_EXTRACT TO READ_.
Begin
Notes on the Tribe of Benjamin, the Left Hand of Israel

The ‘pagan tribe of Israel’, devotees of Great Baal and Asherah

Earliest History

Habiru, essentially ‘gypsies’, a generic term for Semitic nomads used by both the Egyptians and Canaanites, move into Palestine, and later Egypt, from Mesopotamia. One particularly dangerous ‘raiding band’ known as the Ben Yamin. Said to be nomadic ‘Baal worshippers’ whose territorial routes were blocked when land is enclosed by first city dwellers. This event is also the source of the Cain and Abel myth.

Even in biblical times : ‘Benjamin shall ravin [as] a wolf: in the morning he shall devour the prey, and at night he shall divide the spoil’.
The wolf is regarded by some as the totemic animal of the tribe (just as the lion is for Judah).

Habiru settle in Palestine. Some become mercenaries of the Asiatic Hyksos army which invades Palestine from north.

Hyksos invade Egypt and become its new rulers. Habiru incorporated. Confederal State formed from several semi-autonomous local kingdoms (some Hyksos, and other Semites, some still native Egyptian, including Kingdom of Thebes).

Theban Egyptians, under ultra-nationalistic Priesthood of Amun, overthrow and expel Hyksos and all foreigners, particularly Semites. Reunify country under a traditional centralised Imperial State. Possibly other Egyptians support Hyksos against Thebans (including an Anti-Amunist ‘Atenist’ aristocrat called Moses?) and expelled with them.

The ‘Hebrews’ arrive in Palestine.
End
_SUPPLIED INFORMATION_.
Begin
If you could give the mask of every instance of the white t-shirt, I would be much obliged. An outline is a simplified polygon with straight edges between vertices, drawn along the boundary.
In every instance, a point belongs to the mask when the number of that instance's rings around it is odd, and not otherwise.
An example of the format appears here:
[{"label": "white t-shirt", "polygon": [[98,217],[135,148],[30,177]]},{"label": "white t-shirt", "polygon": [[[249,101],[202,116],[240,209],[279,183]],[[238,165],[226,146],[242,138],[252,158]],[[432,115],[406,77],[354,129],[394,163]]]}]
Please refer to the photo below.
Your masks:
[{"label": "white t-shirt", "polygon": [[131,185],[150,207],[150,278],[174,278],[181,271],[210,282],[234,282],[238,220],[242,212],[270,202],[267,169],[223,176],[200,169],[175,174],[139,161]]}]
End
_DIRECTION 1_. Repeat word for word the notes on the Tribe of Benjamin, everything from "The wolf is" down to "Palestine from north.".
_DIRECTION 2_. Go on with the notes on the Tribe of Benjamin, picking up after their final sentence.

_RESPONSE 1_.
The wolf is regarded by some as the totemic animal of the tribe (just as the lion is for Judah).

Habiru settle in Palestine. Some become mercenaries of the Asiatic Hyksos army which invades Palestine from north.

_RESPONSE 2_.
’Manetho, an Egyptian priest who lived around 250 BC, recounted that according to the Egyptian records, the Hebrews of the Exodus were known as Hyksos, and as Bernal noted, ever since late antiquity, writers have seen links between them and the Greek legends of the arrival of Cadmus and Danaus in Arcadia. To Heccataeus of Abdera, a Greek historian of the fourth century BC, the Egyptian expulsion of the Hyksos, the Israelite Exodus, and Danaus’ landing in Arcadia, were three parallel versions of the same story. Referring to the Egyptians he says’:

‘The natives of the land surmised that unless they removed the foreigners their troubles would never be resolved. At once, therefore, the aliens were driven from the country but the most outstanding and active among them banded together and, as some say, were cast ashore in Greece and certain other regions; their teachers were notable men, among them being Danaus and Cadmus. But the greater number were driven into what is now called Judea, which is not far from Egypt and at that time was utterly uninhabited. The colony was headed by a man called Moses’.

History

The tribe of Benjamin gains territory – Jericho, Jerusalem, Bethhoglah, Zelah, Eleph, Gibeath and Kirjath. But not always violently it seems, unlike other tribes.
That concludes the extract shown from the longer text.